* [WHAT YOU ARE ASKED TO DO]:
Quote the entire listing below verbatim, line for line.

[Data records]
<<<<

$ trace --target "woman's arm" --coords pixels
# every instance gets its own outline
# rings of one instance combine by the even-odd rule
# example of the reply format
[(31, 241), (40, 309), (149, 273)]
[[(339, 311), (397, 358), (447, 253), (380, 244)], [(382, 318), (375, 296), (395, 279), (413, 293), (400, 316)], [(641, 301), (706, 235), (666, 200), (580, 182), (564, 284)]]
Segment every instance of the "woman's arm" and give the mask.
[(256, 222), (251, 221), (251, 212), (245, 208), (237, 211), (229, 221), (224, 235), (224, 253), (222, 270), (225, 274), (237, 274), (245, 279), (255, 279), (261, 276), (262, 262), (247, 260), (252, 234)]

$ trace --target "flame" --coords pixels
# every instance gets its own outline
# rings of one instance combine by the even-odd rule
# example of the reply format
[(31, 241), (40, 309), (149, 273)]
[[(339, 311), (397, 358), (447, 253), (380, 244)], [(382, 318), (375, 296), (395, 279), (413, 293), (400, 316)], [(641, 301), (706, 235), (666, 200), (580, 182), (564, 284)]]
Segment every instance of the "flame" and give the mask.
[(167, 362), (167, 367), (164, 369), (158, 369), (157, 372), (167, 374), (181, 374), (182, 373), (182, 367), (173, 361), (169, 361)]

>>>>

* [EXERCISE RESULT]:
$ trace --target "woman's arm" --coords pixels
# every instance gets its own outline
# rings of one instance combine by the even-odd rule
# example of the reply format
[(31, 241), (40, 309), (149, 273)]
[[(339, 311), (397, 358), (447, 253), (380, 244)], [(382, 318), (375, 296), (395, 279), (413, 293), (400, 316)], [(641, 301), (706, 235), (666, 200), (580, 182), (564, 284)]]
Segment every instance of the "woman's arm" and give the mask.
[(256, 222), (251, 221), (251, 212), (245, 208), (237, 211), (229, 221), (224, 235), (224, 253), (222, 270), (225, 274), (237, 274), (245, 279), (255, 279), (261, 276), (262, 262), (247, 260), (252, 234)]

$ trace --target "flame" --coords pixels
# every instance gets its own outline
# rings of one instance combine by the even-odd rule
# example of the reply format
[(31, 241), (40, 309), (149, 273)]
[[(339, 311), (397, 358), (447, 253), (380, 244)], [(382, 318), (375, 296), (395, 279), (413, 293), (400, 316)], [(641, 301), (706, 235), (666, 200), (580, 182), (564, 284)]]
Segment every instance of the "flame" and give the mask.
[(167, 362), (167, 367), (164, 369), (158, 369), (157, 372), (167, 374), (181, 374), (182, 373), (182, 367), (173, 361), (169, 361)]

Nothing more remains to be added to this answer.